» Directions
Switch "green tiled roof" to "red tiled roof" throughout the material below, and give back all its lines with nothing else changed.

» Given entries
══════

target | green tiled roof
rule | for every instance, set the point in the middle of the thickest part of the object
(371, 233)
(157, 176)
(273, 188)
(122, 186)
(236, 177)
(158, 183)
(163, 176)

══════

» Complete output
target | red tiled roof
rule | for every instance, set the point in the middle of the thickest part of the object
(371, 233)
(157, 176)
(273, 188)
(122, 186)
(236, 177)
(158, 183)
(163, 176)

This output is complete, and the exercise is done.